Please transcribe the entries below without omitting a single character.

*** Material for this exercise ***

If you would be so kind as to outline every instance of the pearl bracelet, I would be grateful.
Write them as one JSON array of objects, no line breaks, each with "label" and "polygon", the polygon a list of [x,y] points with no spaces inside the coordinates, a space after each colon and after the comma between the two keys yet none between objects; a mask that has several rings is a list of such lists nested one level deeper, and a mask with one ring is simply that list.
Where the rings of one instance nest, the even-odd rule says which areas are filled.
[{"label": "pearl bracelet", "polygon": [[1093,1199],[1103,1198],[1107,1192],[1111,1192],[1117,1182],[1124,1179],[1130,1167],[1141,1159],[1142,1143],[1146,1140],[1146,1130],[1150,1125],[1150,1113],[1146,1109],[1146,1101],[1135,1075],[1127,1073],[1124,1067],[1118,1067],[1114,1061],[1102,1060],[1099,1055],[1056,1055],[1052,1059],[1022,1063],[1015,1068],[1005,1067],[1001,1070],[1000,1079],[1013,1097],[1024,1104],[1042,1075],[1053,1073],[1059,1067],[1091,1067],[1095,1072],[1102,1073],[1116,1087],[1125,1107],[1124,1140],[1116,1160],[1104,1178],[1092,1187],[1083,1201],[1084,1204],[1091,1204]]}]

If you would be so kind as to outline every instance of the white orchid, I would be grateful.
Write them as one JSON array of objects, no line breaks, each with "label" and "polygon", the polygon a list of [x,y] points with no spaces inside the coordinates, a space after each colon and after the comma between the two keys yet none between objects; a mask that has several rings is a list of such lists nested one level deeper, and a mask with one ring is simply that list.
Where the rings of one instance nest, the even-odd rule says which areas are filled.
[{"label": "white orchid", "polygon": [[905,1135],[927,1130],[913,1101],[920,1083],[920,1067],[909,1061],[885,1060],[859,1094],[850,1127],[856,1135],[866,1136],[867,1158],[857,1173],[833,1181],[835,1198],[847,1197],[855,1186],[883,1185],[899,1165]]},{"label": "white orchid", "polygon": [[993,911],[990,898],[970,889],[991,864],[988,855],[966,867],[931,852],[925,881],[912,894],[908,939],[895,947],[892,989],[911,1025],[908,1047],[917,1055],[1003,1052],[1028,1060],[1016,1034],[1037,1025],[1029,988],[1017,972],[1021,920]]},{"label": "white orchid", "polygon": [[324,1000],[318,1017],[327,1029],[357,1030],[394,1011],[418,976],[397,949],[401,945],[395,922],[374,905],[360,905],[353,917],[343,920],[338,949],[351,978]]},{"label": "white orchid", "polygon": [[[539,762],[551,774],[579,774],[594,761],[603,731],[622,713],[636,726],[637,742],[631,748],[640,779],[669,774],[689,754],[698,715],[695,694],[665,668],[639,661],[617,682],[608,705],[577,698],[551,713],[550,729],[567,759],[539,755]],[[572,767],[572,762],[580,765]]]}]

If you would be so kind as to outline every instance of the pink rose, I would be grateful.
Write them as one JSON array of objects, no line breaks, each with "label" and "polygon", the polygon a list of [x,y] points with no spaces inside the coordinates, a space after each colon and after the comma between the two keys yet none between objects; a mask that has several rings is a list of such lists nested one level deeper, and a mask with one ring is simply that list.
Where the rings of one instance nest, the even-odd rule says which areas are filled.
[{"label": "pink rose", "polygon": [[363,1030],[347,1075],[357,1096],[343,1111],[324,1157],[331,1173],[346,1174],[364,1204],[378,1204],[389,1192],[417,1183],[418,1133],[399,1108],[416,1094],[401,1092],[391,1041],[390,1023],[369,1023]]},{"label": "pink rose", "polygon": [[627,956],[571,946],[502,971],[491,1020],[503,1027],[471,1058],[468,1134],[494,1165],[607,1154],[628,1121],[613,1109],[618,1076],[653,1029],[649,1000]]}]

*** End of Material for this exercise ***

- [Completed exercise]
If you would be so kind as to outline every instance of the pearl bracelet, I would be grateful.
Write them as one JSON array of objects, no line breaks, each with "label" and "polygon", the polygon a list of [x,y] points with no spaces inside the coordinates, a space after each colon and after the comma between the two keys yet none between objects; a mask that has several rings is a list of such lists nested one level deeper, and a mask with one ring is simply that list.
Where the rings of one instance nest, the even-odd rule says which areas are filled.
[{"label": "pearl bracelet", "polygon": [[1093,1199],[1103,1198],[1107,1192],[1111,1192],[1117,1182],[1124,1179],[1130,1167],[1141,1159],[1142,1143],[1146,1140],[1146,1130],[1150,1125],[1150,1113],[1146,1109],[1146,1101],[1135,1075],[1127,1073],[1124,1067],[1118,1067],[1114,1061],[1102,1060],[1099,1055],[1056,1055],[1052,1059],[1022,1063],[1015,1068],[1005,1067],[1001,1070],[1000,1079],[1013,1097],[1024,1104],[1042,1075],[1053,1073],[1059,1067],[1091,1067],[1095,1072],[1102,1073],[1116,1087],[1125,1107],[1124,1140],[1116,1160],[1104,1178],[1092,1187],[1083,1201],[1084,1204],[1091,1204]]}]

If you would be so kind as to outline every instance of the white orchid, I would be grateful.
Write them as one JSON array of objects, no line breaks, each with "label" and "polygon", the polygon a list of [x,y] points with no spaces inside the coordinates, a space after each colon and after the comma between the two keys yet none between objects; a mask that has several rings is a list of such lists nested one level deeper, and a mask with one ring is simply that list.
Where the rings of one instance nest, the even-odd rule says which areas are filled.
[{"label": "white orchid", "polygon": [[905,1135],[927,1130],[913,1101],[920,1083],[920,1067],[909,1061],[885,1060],[859,1094],[850,1127],[856,1135],[866,1136],[867,1158],[857,1173],[833,1181],[835,1198],[847,1197],[855,1186],[883,1185],[899,1165]]},{"label": "white orchid", "polygon": [[993,911],[990,898],[970,889],[991,864],[988,855],[966,867],[931,852],[925,881],[912,894],[908,939],[895,947],[892,989],[911,1025],[908,1047],[917,1055],[1003,1052],[1028,1060],[1016,1034],[1037,1025],[1029,988],[1017,972],[1021,920]]},{"label": "white orchid", "polygon": [[324,1000],[318,1017],[327,1029],[357,1030],[394,1011],[418,976],[397,949],[401,945],[395,922],[374,905],[360,905],[353,917],[343,920],[338,949],[351,978]]},{"label": "white orchid", "polygon": [[[539,762],[551,774],[579,774],[594,761],[603,731],[622,713],[636,726],[637,742],[631,748],[640,779],[669,774],[689,754],[698,715],[695,694],[665,668],[639,661],[617,682],[608,705],[577,698],[551,713],[550,729],[567,759],[539,755]],[[572,767],[572,762],[580,765]]]}]

If you would be so kind as to outline every instance of the pink rose, I would be grateful.
Write them as one JSON array of objects, no line breaks, each with "label" and "polygon", the polygon a list of [x,y] points with no spaces inside the coordinates, a space after each colon and after the comma between the two keys yet none between objects; a mask that has several rings is a list of such lists nested one level deeper, and a mask with one ring is simply that list.
Where the rings of one instance nest, the even-odd rule says which areas are filled.
[{"label": "pink rose", "polygon": [[363,1030],[347,1075],[357,1096],[343,1111],[324,1157],[331,1173],[346,1174],[364,1204],[378,1204],[389,1192],[417,1183],[418,1133],[399,1108],[416,1094],[401,1092],[391,1041],[390,1023],[369,1023]]},{"label": "pink rose", "polygon": [[627,956],[571,946],[502,971],[491,1020],[503,1027],[471,1058],[468,1134],[494,1165],[607,1154],[628,1121],[613,1109],[618,1076],[653,1029],[649,1000]]}]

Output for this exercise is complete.